START

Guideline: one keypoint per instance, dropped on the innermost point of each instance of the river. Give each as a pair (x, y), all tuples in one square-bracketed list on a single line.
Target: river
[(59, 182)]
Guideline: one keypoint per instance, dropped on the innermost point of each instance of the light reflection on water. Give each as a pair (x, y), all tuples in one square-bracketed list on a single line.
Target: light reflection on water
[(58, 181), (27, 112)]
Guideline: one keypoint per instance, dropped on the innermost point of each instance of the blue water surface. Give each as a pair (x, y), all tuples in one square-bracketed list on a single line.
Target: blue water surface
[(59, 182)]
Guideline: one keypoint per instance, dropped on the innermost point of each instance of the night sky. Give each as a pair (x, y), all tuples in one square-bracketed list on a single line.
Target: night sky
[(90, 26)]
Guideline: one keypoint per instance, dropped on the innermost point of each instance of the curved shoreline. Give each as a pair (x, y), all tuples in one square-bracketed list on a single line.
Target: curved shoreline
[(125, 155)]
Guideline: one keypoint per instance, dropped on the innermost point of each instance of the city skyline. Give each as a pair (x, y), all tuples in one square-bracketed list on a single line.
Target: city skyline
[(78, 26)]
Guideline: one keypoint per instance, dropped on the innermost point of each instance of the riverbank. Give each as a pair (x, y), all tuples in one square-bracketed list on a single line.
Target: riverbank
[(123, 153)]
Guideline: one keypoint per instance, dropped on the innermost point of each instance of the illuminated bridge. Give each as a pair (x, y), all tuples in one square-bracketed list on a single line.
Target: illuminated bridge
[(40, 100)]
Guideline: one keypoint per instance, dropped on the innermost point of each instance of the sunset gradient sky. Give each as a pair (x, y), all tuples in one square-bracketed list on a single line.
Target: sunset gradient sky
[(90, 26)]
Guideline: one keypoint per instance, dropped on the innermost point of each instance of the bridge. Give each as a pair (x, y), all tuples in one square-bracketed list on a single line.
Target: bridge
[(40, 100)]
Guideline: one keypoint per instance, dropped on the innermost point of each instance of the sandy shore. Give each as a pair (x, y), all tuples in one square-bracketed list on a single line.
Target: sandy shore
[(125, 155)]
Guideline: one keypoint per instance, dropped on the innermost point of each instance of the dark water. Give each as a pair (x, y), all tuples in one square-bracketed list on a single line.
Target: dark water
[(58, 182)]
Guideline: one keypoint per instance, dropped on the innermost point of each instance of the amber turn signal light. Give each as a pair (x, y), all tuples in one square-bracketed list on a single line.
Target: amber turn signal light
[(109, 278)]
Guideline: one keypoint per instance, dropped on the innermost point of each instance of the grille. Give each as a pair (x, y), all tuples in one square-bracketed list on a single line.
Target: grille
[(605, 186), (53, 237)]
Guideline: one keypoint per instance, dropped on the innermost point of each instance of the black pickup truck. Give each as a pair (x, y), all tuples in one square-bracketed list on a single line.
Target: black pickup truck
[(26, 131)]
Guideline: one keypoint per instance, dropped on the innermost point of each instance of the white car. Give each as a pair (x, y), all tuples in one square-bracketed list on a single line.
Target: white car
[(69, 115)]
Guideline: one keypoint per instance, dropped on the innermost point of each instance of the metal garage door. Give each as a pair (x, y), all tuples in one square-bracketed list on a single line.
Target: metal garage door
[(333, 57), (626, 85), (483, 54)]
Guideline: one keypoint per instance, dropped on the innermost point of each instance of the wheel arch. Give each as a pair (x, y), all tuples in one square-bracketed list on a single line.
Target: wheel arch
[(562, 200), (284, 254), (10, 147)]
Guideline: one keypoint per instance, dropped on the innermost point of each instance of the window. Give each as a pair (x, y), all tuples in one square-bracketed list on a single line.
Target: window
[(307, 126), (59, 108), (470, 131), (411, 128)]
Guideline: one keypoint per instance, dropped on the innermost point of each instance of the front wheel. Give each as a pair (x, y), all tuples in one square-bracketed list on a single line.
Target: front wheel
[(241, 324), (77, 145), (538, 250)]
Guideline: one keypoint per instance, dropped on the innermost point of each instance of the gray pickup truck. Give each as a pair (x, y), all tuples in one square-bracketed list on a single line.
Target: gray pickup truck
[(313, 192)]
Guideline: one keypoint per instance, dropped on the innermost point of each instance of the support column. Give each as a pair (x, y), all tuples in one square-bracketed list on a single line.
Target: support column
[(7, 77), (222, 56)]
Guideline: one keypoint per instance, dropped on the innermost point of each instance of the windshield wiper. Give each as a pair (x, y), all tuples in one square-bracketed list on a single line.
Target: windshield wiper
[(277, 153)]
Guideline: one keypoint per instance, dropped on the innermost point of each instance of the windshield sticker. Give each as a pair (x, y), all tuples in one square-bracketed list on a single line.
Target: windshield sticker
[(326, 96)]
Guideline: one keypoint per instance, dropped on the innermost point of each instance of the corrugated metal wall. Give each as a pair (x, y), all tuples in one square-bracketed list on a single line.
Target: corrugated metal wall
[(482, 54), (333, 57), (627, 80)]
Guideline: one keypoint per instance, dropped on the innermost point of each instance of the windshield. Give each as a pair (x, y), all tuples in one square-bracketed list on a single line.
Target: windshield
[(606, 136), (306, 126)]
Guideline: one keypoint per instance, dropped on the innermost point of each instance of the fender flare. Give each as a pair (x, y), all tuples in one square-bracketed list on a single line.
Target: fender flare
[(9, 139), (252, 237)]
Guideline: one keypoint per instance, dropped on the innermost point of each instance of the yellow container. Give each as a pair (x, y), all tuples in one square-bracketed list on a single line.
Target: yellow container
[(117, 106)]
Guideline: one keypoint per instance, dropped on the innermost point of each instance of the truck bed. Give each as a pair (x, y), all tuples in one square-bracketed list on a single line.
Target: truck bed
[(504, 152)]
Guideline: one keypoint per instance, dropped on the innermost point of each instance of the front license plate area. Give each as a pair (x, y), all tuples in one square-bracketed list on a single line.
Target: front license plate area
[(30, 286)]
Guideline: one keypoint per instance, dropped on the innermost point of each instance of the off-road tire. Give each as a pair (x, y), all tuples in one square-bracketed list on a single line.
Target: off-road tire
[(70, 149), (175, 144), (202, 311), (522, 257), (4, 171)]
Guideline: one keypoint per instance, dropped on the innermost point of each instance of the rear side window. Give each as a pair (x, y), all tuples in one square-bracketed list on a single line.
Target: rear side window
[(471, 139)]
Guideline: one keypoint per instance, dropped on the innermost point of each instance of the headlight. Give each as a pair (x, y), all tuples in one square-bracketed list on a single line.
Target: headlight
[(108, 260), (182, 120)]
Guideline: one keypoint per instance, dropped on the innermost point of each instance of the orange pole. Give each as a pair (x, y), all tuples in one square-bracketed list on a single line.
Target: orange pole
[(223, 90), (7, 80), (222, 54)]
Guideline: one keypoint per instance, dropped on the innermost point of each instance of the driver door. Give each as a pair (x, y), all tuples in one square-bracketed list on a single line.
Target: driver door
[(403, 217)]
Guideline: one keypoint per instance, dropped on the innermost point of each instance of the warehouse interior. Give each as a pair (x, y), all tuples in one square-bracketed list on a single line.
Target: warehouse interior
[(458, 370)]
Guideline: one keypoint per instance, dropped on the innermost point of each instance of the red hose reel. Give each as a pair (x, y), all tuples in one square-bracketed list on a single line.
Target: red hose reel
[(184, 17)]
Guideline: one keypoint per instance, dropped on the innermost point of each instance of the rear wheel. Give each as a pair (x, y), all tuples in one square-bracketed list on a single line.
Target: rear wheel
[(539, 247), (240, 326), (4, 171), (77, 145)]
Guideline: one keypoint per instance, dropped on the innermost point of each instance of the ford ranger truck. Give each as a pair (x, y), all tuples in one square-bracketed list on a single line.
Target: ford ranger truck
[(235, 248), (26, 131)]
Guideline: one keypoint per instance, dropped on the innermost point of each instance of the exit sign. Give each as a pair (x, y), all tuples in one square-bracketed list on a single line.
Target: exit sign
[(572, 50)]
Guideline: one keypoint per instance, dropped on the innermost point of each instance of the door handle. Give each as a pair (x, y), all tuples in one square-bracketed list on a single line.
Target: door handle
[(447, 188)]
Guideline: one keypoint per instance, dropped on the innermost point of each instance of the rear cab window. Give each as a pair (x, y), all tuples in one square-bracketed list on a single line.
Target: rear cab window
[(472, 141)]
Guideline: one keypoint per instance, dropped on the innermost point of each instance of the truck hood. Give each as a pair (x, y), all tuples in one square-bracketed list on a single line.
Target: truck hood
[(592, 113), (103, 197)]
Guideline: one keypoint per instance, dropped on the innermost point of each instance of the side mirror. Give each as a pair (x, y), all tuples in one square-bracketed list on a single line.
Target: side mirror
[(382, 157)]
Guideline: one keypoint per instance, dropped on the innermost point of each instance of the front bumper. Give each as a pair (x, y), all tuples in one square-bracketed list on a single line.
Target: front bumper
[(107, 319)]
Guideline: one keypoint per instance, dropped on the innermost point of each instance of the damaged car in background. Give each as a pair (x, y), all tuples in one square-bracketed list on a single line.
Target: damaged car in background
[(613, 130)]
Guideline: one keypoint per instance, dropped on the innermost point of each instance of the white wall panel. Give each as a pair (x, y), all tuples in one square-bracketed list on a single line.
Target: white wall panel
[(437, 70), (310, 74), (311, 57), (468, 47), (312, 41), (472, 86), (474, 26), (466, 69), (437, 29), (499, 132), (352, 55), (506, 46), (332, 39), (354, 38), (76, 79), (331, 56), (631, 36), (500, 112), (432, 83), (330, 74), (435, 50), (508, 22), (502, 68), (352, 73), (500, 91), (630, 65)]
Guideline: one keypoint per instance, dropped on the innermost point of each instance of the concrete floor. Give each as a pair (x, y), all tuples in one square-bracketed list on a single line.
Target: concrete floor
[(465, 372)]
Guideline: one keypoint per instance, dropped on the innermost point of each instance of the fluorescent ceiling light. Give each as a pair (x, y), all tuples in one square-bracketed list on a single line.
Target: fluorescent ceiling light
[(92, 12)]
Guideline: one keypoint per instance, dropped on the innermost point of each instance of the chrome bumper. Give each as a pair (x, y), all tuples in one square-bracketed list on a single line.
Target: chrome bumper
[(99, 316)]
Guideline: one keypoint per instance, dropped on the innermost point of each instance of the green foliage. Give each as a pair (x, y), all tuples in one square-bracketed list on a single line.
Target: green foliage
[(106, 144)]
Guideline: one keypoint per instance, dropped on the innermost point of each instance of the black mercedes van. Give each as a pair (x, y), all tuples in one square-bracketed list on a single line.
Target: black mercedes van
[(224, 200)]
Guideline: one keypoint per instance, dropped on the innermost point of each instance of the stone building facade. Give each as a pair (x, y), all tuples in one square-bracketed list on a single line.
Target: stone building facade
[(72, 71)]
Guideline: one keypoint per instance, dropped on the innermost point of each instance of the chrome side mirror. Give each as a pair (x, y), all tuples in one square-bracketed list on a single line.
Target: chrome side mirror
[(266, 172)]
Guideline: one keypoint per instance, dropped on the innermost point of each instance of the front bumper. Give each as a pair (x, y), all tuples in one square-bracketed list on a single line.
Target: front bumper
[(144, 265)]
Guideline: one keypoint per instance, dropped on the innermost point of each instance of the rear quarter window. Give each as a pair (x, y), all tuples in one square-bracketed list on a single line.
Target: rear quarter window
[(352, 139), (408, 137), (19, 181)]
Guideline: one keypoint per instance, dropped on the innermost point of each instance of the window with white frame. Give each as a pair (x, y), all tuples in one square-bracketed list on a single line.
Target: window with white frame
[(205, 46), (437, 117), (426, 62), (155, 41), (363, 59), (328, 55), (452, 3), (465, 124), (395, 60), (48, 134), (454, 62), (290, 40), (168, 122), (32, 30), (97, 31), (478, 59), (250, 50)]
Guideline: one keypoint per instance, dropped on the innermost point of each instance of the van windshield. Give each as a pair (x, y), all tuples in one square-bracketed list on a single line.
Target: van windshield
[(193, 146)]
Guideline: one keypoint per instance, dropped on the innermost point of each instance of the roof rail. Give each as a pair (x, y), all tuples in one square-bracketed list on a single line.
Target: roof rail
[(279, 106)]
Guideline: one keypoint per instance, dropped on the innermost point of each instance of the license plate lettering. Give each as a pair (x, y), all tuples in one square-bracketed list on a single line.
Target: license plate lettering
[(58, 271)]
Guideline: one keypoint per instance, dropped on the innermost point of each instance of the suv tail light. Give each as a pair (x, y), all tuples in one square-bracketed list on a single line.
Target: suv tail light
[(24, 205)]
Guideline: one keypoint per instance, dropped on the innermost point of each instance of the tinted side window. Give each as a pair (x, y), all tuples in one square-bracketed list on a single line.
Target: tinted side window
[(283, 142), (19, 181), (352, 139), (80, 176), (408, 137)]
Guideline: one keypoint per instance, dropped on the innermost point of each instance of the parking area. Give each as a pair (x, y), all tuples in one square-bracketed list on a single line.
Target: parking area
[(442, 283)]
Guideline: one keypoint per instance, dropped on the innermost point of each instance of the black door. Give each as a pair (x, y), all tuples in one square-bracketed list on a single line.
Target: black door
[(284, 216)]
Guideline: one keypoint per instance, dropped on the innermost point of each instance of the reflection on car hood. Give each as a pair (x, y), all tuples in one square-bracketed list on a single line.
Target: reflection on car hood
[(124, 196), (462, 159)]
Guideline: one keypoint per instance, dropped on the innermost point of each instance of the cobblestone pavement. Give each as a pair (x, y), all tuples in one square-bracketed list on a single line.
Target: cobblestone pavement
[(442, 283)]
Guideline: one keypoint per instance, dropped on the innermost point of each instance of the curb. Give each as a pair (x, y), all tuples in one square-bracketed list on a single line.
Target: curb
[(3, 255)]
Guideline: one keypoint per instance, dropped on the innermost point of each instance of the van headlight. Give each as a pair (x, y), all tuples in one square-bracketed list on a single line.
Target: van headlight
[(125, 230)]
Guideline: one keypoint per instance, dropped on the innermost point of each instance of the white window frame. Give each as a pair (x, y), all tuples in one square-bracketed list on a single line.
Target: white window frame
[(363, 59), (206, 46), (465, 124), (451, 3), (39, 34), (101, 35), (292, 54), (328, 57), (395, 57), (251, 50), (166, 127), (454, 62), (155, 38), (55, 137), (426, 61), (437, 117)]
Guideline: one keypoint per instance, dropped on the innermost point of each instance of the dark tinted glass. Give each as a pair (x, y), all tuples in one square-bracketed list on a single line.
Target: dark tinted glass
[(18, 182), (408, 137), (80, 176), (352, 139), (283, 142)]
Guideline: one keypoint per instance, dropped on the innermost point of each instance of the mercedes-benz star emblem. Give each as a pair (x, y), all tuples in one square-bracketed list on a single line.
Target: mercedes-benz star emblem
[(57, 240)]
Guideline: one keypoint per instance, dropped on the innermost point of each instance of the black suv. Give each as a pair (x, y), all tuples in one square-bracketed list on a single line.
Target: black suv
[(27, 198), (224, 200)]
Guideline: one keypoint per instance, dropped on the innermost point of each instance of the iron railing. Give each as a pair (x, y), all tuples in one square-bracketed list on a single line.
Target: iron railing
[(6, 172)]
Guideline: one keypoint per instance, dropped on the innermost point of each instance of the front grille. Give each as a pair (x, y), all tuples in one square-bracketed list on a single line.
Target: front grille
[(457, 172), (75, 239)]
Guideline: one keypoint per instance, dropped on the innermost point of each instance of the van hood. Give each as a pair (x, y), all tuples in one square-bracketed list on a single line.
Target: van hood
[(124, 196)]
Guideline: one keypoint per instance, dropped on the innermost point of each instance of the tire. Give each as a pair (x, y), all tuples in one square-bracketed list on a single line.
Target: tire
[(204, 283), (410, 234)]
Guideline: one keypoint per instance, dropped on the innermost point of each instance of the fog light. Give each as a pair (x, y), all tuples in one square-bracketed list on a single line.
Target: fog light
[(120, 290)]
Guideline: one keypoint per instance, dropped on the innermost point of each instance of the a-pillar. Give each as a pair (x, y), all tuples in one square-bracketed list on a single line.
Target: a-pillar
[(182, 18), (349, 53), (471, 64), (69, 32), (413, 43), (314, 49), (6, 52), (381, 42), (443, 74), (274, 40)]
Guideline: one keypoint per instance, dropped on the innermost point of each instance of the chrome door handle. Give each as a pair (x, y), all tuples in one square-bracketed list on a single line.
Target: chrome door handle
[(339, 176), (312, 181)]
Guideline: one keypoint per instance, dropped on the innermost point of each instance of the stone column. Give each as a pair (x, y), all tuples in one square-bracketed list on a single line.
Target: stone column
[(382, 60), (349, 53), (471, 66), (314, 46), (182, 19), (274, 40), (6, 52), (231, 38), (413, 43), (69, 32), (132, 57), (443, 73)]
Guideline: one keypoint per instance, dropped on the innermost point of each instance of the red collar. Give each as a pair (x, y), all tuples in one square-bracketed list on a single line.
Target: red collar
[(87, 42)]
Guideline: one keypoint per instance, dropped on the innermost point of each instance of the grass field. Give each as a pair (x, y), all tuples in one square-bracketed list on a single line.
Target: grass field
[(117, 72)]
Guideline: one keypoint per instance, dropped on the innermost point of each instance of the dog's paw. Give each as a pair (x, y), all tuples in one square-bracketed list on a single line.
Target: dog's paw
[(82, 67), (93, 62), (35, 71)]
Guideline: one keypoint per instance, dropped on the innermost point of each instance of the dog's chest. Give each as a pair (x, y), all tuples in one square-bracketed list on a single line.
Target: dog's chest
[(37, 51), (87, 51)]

END

Extract, exactly, the lines above that begin at the line containing "of the grass" and end at the final line of the records; add no other text.

→ The completed task:
Guideline: one keypoint per instance, dropped on the innermost point of each instance of the grass field. Give each as a pair (x, y), all tuples in one square-bracketed list on a single line.
Target: grass field
[(117, 72)]
Guideline: one keypoint per instance, dropped on the innermost point of each instance of the dog's paw. Give each as a pair (x, y), all tuples in one square-bracketed list on a single line.
Target: dog's paw
[(82, 67), (93, 62), (35, 71)]
Guideline: one keypoint per instance, dropped on the innermost point of each instance of the dog's chest. Give each as a pair (x, y), all tuples in one square-bracketed list on a single line.
Target: dog's chest
[(37, 51), (87, 51)]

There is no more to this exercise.